• _Provided text_
<<<<
Moreover, the diet is only one part of her detox plan. The other half entails "waste elimination specialists" to help you get rid of current and past toxins. Among activities like sweating and deep breathing, which I'm all for, colonics and enemas are what she most recommends. In Rose's interview with her colonics therapist, they both agree that certain people may not need help to "eliminate" at first, but eventually everyone reaches a point where they come up against "post-putrefaction", waste that has been lodged in the body for so long that it needs professional help to leave the body.

For starters, no one needs a monthly or weekly professional treatment to eat healthy. I sincerely think each individual can heal her- or himself. Second, colonics has been debunked! Even by the raw food community! One of the supplements Rose's colonics therapist advises is psyllium. I found out through rawveg.info that psyllium becomes a gel that conforms to the shape of whatever container it is in, so that once you ingest it, it creates a gel that is in the shape of your intestine! Add clay for color and herbs for gunkiness, then your poop looks really like shit, like post-putrefaction.

While I didn't research into any other of Rose's claims, the fact that she recommends Splenda and psyllium as part of her detox plans made me less inclined to believe her other claims.

Meal planning ideas


After Rose explains her diet philosophies, she gives a quiz to diagnose your detox transition level. If you have been eating unhealthy for a while, you are a level 5, whereas if you are ready to go 100% raw, you are a level 1.

I was on the low side of a level 3, so I read both level 3 and level 2 weekly menu plans. A level 3 was basically 80% raw for breakfast and lunch with dinner open to almost anything as long as it was "well-combined." She mostly advocates a "green lemonade" vegetable juice first thing in the morning, then fruits for breakfast and snacks before and after a raw vegetable salad lunch. A level 2 was someone who incorporated more creative raw dinners into her diet.

I am ready to try gourmet raw recipes for dinner, but one thing made me hesitate: Rose asks Level 2 to stick to mono-fruit meals, that is, eating one type of fruit for a meal. I cannot ever imagine enjoying a meal of 16 bananas or an entire watermelon. I crave variety and diversity in every one of my meals, and this type of mono-fruit meals will never be something that appeals to my instincts of eating with joy and abundance.
>>>>
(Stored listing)
<<<<
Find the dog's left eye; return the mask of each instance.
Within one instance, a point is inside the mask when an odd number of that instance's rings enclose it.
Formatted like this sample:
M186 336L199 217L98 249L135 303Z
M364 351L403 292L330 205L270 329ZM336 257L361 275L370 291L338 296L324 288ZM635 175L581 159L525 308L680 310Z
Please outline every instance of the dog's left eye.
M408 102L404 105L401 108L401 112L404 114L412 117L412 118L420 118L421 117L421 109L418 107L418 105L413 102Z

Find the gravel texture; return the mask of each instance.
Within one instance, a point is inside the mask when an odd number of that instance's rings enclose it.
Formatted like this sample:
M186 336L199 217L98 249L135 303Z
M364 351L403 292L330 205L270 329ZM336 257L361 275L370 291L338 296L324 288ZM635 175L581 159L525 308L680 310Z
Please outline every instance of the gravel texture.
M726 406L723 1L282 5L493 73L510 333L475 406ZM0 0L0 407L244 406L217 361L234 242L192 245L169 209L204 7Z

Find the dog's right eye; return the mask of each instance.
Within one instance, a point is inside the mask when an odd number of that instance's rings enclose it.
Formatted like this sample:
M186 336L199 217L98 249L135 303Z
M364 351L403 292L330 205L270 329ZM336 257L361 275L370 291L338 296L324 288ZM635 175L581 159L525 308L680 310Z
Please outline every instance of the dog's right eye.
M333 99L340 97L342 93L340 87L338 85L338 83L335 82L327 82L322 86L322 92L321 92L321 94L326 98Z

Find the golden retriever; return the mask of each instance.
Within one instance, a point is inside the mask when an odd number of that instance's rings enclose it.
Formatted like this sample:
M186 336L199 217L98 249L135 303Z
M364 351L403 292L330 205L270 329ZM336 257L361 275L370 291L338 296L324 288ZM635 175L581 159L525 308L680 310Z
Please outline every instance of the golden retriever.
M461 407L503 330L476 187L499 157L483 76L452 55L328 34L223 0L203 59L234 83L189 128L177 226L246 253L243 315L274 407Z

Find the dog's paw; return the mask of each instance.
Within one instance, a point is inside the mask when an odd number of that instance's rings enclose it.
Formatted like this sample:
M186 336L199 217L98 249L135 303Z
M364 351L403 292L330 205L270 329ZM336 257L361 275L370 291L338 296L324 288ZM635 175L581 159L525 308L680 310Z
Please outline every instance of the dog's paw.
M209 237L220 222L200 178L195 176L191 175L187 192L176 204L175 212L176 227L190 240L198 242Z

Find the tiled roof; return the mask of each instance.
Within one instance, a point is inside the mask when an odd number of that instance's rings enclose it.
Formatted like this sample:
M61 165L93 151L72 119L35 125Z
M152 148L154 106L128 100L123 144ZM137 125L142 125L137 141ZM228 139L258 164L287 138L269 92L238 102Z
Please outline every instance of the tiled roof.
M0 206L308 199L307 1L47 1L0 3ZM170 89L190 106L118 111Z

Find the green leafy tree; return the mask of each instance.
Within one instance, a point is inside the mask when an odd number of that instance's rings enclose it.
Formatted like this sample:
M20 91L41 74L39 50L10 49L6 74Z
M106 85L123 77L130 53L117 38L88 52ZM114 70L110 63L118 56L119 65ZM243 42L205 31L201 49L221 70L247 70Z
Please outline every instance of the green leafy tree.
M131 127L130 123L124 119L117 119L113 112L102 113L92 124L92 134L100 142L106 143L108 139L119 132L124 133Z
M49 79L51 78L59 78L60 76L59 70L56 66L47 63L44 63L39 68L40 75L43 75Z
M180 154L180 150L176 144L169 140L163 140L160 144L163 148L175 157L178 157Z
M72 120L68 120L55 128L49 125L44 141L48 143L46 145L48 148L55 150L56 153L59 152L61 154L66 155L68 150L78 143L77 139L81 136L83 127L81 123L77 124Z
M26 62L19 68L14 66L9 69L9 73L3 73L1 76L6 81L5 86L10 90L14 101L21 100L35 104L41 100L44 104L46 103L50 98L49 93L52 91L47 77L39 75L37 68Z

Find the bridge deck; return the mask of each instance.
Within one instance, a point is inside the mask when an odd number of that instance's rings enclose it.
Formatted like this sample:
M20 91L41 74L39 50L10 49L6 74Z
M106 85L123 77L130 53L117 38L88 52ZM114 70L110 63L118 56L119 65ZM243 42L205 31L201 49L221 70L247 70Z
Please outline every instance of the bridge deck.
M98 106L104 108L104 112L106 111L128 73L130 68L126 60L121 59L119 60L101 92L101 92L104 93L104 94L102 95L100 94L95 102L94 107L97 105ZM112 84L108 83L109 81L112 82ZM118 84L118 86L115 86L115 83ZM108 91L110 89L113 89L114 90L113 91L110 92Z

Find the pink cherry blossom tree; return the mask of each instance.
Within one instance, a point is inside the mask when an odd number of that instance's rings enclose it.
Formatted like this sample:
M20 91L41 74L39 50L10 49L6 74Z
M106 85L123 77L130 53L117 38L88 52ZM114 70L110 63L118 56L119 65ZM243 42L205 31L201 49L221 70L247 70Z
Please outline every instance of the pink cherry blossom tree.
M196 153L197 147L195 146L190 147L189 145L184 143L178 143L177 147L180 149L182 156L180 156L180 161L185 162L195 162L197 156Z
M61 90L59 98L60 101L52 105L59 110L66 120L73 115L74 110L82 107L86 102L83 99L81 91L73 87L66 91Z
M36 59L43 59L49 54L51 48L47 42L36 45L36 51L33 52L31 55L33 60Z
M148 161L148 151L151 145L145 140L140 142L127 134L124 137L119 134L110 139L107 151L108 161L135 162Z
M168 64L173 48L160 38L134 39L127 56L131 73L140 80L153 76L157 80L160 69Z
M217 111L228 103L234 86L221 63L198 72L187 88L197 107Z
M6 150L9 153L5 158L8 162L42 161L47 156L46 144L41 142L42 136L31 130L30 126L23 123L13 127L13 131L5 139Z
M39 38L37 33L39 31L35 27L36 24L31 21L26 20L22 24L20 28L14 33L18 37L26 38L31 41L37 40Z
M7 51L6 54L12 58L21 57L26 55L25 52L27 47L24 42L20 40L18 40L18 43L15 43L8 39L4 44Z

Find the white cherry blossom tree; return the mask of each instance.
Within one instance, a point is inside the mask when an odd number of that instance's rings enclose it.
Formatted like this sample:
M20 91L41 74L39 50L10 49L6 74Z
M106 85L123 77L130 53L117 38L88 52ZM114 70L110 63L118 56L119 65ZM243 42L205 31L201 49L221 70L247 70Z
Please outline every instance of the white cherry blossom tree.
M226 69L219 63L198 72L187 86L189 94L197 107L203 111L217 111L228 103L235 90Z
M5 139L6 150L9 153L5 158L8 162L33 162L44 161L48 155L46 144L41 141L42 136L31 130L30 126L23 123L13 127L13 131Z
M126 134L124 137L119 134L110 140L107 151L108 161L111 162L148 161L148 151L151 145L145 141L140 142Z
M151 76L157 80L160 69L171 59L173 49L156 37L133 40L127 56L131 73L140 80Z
>>>>
• _Using the information_
1. Using the detox review, decide whether each statement agrees with it. Answer yes or no, and quote the words that decide it. (a) Of the elimination methods mentioned, Rose most recommends colonics and enemas. (b) Someone who has been eating unhealthy for a while is placed at level 1. (c) The writer researched several of Rose's other claims.
2. According to the detox review, which supplement does Rose's colonics therapist advise?
3. Pick up the detox review after its final sentence and continue it.
The listing was taken from a separate source.

• _Task-by-task results_
1.
(a) Yes: "colonics and enemas are what she most recommends."
(b) No: "If you have been eating unhealthy for a while, you are a level 5"
(c) No: "While I didn't research into any other of Rose's claims"

2. Psyllium.

3.
Good ideas from Rose

Helpfully, Rose advocates planning ahead to avoid temptations in real-life scenarios, like at the office or at other people's parties. I really appreciated the extra motivation she offered about changing habits at the office, which is one of my weak areas. I really need to replenish my healthy snacks at the office, such as nuts, dried fruits, and chocolate with over 70% cocoa content.

I appreciated a few of Rose's philosophies. Rose is not concerned with making anyone 100% raw. In fact, she is against anyone "transitioning" too fast to a 100% raw diet. She also wrote about not labeling herself as even an "aspiring raw foodist." If she felt like eating something mainstream, she does without worrying. She recognizes that as long as we mostly eat healthy, indulging in meat or raw cheese is ok. She just eats what she eats when she wants to. And that is something I agree with: find liberation and joy in your meals rather than be limited by an identity label like vegan or raw.

Is The Raw Food Detox Diet worth reading?

Because Rose presents her diet along a continuum, there are a few good ideas and recipes you may find useful in this book. In fact, I did see a few recipes I wanted to try and may share on the blog later.

Nonetheless, I found her book filled with misinformation and a weird distrust in the joy of food that I would not recommend it. Also, Rose recommends a lot of brands of food to buy. While these specific kinds of recommendations may take the thinking out of eating, what if the manufacturers change their recipes? Her book is not a resource for people who want to become more conscious about what they eat, but for people looking for a specific program about which they don't have to think too much about.